Exactly reproduce the lines from the line containing "Query: white jersey player" to the end of the data below, inclusive, and nothing else.
● ● ●
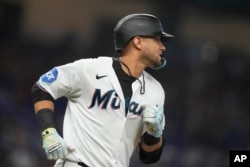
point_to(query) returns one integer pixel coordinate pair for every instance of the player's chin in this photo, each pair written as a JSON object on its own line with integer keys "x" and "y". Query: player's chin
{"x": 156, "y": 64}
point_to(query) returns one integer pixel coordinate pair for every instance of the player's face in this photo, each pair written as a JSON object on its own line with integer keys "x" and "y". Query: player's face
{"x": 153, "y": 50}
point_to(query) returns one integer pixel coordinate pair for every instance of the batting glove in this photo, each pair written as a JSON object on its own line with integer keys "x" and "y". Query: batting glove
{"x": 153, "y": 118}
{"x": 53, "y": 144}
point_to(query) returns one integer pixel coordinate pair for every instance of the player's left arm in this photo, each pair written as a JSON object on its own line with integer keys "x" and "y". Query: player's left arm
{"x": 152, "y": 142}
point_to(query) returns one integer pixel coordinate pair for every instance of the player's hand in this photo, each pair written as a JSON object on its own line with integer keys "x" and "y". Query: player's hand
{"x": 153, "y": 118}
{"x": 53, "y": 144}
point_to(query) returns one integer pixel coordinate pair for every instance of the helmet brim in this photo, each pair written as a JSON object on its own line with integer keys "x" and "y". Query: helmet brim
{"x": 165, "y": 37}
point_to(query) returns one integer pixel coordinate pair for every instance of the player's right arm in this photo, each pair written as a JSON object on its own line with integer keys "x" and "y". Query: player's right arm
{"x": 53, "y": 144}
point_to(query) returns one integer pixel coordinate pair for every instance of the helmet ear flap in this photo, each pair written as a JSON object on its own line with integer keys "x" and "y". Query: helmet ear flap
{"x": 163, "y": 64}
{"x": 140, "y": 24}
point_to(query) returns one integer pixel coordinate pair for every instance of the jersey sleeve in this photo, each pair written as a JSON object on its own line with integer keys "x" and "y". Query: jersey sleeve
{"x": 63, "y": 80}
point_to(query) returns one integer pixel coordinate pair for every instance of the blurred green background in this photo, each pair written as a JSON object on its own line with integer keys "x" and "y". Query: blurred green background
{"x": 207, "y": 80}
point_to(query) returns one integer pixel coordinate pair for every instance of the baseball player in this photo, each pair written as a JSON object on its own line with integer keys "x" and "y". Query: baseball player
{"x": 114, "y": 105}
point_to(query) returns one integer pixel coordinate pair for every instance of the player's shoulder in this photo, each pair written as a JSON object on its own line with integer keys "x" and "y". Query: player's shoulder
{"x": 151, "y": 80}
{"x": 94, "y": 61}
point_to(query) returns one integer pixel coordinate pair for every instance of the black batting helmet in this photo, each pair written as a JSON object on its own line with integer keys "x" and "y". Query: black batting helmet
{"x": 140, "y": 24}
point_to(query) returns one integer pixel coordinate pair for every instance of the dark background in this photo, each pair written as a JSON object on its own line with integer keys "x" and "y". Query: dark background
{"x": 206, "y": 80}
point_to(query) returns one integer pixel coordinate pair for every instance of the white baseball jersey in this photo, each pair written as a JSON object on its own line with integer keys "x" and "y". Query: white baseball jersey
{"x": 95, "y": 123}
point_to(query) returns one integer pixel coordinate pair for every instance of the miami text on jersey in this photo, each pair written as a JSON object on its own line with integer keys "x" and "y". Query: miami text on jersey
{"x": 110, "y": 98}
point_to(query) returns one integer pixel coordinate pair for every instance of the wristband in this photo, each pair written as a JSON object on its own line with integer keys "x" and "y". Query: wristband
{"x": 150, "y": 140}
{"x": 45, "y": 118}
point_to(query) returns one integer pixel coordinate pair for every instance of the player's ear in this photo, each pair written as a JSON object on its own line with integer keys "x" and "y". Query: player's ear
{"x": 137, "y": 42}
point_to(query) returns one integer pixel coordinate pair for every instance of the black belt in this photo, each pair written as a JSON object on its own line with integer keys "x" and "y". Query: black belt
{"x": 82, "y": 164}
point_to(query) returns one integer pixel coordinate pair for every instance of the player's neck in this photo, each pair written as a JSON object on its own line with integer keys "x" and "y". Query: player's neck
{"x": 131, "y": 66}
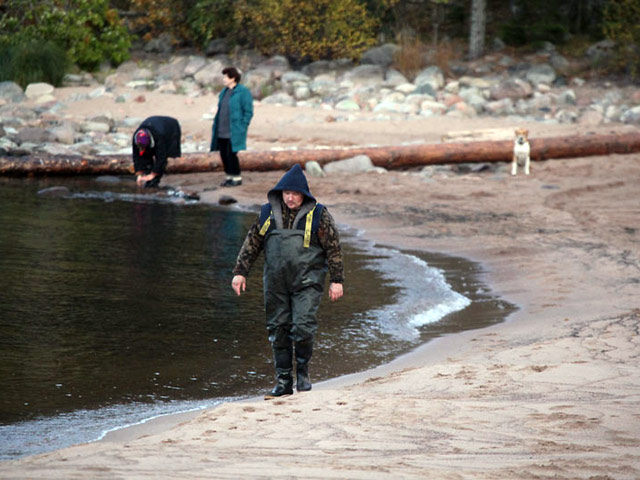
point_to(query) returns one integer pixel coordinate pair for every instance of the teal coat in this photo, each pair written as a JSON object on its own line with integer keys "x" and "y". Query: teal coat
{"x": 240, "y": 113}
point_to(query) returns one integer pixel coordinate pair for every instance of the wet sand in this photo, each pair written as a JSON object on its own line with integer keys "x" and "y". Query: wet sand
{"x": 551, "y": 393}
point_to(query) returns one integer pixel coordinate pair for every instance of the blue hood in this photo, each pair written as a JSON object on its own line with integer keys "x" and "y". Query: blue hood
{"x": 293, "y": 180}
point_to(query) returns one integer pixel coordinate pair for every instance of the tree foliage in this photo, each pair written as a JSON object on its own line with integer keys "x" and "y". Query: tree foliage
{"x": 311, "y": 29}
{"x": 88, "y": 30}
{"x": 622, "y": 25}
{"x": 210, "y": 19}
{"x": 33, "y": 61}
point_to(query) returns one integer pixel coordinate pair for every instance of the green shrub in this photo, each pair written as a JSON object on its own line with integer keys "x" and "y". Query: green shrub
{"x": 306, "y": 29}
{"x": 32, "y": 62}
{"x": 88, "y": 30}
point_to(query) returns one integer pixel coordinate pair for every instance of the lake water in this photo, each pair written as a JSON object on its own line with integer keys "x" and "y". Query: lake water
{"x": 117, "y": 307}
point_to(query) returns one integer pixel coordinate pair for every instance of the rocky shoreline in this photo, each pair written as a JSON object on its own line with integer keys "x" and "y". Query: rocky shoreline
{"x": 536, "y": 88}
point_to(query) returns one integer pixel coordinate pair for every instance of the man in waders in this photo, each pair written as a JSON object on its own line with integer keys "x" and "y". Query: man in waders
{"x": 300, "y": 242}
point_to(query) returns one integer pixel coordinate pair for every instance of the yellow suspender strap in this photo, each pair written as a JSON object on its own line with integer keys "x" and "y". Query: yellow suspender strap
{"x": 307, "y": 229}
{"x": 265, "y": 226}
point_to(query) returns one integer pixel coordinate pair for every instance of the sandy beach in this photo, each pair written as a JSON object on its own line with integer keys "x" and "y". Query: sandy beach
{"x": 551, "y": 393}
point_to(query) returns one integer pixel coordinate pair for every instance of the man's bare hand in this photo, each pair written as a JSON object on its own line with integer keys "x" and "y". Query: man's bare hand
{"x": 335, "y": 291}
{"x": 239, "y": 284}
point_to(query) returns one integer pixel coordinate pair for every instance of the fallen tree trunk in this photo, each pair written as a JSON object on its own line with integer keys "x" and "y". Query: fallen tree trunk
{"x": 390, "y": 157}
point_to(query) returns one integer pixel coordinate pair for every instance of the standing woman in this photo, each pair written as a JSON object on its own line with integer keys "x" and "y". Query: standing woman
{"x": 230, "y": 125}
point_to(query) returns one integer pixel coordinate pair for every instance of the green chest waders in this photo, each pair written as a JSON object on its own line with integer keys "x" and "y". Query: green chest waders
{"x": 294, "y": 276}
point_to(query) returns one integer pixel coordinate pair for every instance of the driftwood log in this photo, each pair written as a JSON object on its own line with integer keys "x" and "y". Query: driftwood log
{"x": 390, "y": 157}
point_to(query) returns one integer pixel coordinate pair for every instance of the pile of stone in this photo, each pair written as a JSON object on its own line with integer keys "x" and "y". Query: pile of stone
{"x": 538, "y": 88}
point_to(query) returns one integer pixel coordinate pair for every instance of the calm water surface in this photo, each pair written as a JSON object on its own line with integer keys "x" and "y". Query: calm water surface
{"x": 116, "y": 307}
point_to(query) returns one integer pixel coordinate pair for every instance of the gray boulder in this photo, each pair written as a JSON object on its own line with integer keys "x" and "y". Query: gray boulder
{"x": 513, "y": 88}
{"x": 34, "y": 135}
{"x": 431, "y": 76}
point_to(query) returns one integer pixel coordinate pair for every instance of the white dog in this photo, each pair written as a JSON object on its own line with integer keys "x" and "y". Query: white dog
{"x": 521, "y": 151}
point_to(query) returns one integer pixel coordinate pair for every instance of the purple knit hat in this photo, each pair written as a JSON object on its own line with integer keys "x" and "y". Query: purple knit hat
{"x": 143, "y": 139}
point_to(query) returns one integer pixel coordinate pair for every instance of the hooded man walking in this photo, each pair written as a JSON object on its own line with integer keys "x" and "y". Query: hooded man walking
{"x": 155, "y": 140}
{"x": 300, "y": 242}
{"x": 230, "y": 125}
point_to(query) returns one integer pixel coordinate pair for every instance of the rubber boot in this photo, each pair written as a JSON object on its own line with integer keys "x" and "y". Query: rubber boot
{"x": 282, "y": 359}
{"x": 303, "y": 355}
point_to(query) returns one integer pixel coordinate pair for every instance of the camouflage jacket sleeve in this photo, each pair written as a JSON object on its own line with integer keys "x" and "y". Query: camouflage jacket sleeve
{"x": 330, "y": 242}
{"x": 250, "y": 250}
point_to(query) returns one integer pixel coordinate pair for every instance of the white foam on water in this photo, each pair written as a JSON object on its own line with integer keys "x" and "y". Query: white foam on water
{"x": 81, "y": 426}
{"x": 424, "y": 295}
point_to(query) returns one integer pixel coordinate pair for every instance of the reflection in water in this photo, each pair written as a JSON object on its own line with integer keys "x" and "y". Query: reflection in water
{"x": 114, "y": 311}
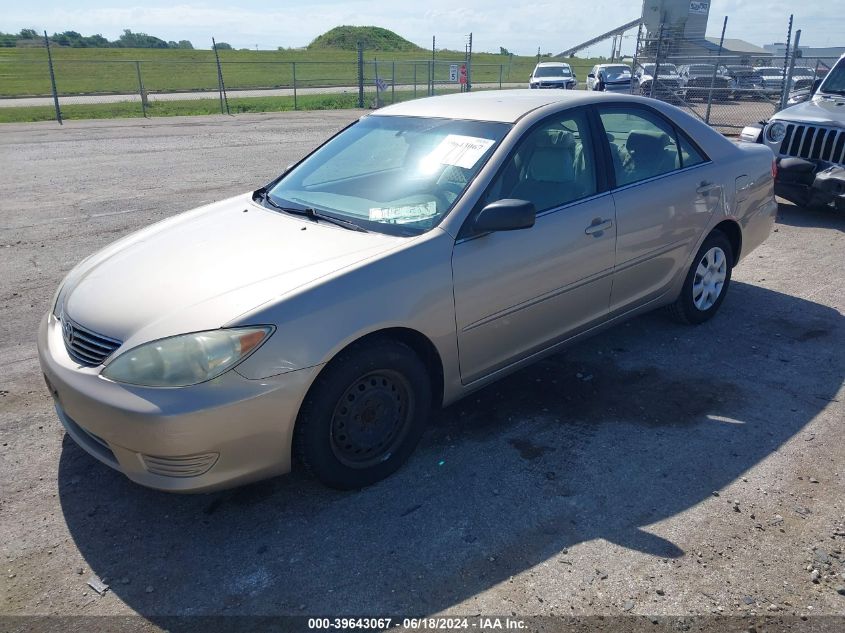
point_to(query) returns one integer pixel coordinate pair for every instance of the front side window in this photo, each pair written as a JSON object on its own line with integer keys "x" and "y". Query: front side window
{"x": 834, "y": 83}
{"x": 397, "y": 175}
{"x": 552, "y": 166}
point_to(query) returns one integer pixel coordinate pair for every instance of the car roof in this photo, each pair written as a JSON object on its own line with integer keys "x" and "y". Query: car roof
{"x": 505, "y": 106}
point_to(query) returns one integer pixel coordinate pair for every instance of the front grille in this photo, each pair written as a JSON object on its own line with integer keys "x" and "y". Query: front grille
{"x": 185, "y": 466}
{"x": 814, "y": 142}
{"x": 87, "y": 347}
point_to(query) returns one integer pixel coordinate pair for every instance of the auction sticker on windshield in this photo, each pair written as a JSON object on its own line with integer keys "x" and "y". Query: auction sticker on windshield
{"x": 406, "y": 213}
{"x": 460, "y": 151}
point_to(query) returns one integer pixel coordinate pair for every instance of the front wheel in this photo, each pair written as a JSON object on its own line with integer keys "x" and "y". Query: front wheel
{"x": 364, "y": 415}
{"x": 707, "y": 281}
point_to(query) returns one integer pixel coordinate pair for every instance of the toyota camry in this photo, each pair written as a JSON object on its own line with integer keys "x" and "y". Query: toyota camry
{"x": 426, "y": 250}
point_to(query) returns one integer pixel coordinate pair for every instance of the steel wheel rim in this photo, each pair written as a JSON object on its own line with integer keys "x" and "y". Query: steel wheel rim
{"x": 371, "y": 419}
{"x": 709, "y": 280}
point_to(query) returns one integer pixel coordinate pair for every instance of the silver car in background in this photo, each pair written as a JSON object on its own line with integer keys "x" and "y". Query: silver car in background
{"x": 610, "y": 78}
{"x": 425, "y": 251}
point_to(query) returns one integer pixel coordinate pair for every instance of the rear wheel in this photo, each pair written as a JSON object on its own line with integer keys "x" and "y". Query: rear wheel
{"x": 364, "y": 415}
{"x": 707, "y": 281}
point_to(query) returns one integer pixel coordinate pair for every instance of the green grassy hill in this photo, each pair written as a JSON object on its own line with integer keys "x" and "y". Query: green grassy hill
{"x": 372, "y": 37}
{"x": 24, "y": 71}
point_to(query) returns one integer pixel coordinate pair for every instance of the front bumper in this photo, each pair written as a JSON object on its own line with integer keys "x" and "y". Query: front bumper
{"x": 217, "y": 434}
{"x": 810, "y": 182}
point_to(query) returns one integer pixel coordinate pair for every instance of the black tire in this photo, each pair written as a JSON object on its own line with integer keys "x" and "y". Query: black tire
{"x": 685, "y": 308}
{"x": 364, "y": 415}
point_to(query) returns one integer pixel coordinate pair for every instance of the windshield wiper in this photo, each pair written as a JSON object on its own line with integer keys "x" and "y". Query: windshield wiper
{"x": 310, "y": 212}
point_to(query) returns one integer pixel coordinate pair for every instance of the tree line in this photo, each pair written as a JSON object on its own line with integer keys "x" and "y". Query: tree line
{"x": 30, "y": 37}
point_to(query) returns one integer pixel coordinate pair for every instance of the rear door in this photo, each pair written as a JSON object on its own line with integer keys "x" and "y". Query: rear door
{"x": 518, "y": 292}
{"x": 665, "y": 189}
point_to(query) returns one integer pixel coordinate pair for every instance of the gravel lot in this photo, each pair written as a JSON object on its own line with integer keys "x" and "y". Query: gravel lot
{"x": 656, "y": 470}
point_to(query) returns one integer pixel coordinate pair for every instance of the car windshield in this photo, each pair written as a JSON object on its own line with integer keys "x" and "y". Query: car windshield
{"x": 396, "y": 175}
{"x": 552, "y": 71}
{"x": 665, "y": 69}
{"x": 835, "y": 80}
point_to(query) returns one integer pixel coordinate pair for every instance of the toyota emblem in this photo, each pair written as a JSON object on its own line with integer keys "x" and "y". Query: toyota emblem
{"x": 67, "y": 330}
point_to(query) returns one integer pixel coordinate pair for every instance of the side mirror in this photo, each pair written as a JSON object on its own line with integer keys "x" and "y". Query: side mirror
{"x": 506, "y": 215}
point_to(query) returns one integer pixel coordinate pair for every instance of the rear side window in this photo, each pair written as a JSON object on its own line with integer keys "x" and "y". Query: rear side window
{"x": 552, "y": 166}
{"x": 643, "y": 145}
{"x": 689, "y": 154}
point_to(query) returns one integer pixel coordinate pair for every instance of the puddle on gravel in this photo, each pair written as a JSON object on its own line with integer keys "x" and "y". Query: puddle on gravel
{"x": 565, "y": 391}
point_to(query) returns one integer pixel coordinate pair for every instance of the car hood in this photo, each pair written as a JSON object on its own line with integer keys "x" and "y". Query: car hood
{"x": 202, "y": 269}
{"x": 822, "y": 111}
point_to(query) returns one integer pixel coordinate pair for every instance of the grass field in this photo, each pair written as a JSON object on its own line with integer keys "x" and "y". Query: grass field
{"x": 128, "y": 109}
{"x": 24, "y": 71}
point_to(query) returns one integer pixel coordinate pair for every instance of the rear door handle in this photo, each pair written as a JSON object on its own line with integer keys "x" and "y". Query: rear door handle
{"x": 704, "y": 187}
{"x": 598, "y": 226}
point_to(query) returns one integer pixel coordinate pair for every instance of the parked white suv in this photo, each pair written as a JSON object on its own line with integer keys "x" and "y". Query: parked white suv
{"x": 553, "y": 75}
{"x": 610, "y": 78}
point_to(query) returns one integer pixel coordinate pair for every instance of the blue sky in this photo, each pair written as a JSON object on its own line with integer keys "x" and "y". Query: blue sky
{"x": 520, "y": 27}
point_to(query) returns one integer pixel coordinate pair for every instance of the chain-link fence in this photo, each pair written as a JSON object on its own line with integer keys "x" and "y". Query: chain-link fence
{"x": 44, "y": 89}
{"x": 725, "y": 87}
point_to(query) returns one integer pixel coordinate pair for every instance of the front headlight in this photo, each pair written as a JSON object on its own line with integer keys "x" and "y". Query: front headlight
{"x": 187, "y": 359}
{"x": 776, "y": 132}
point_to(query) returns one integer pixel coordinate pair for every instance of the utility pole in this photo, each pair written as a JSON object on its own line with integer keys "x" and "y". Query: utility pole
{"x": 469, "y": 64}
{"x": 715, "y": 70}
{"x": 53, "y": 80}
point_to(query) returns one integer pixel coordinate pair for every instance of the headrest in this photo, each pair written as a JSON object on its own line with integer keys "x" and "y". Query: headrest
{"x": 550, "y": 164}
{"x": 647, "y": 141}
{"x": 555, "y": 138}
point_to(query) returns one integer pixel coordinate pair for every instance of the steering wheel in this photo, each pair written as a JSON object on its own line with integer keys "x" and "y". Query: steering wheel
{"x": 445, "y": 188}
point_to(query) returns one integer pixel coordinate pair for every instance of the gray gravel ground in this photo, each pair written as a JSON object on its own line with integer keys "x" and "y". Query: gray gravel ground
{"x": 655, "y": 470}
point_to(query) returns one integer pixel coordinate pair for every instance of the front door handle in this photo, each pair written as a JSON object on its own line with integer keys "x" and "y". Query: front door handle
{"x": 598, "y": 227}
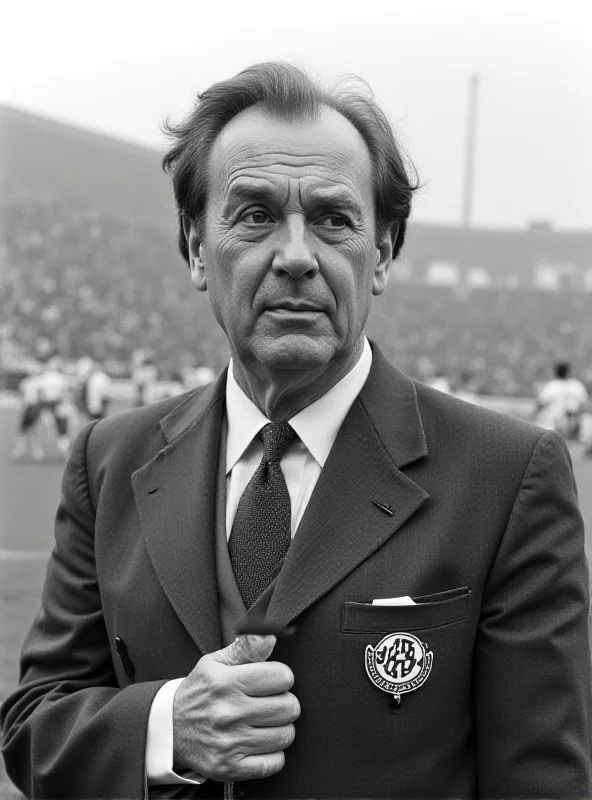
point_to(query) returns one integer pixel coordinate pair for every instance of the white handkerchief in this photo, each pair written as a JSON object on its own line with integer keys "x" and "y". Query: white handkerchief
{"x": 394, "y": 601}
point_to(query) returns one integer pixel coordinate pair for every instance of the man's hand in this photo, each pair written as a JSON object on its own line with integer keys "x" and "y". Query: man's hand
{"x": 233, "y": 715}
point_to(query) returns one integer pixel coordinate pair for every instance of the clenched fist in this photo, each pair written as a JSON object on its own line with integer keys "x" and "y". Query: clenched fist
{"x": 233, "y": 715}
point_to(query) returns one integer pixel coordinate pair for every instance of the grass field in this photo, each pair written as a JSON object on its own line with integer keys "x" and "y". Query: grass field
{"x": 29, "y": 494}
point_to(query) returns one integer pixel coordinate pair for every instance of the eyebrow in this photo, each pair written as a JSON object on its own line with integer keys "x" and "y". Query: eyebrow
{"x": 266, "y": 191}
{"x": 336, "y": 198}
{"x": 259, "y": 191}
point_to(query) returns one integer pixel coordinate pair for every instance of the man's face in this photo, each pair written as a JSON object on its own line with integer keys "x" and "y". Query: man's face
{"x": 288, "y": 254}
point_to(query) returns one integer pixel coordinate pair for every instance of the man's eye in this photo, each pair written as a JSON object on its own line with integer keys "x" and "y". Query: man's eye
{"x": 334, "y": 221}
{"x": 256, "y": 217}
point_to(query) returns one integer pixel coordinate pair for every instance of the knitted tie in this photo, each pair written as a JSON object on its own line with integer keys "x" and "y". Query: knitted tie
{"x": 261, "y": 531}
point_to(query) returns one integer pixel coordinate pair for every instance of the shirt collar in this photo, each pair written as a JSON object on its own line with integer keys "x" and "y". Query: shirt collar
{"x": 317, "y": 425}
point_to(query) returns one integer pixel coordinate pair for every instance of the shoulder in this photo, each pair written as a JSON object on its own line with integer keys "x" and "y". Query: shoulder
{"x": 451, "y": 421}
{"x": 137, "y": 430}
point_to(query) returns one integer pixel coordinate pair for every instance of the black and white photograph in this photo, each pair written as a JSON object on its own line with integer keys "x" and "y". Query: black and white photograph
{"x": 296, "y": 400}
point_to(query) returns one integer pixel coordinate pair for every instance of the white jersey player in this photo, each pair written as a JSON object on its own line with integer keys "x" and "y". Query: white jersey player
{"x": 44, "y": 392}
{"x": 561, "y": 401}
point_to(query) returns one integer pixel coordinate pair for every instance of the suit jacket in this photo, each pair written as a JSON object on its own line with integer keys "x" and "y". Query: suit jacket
● ● ●
EXERCISE OUTPUT:
point_to(query) returns one integer pixel coordinate pair for every instance of the white jersey player in this photo, each pair written as a JSON object on its own line with integer keys "x" and "y". Query: white jersey player
{"x": 44, "y": 392}
{"x": 561, "y": 401}
point_to(query) returns one integer pixel coordinate pair for every instance of the suit jacket in this photo, each pair written as a JSON object on its own line with integer keys "x" and "y". Query: suit jacket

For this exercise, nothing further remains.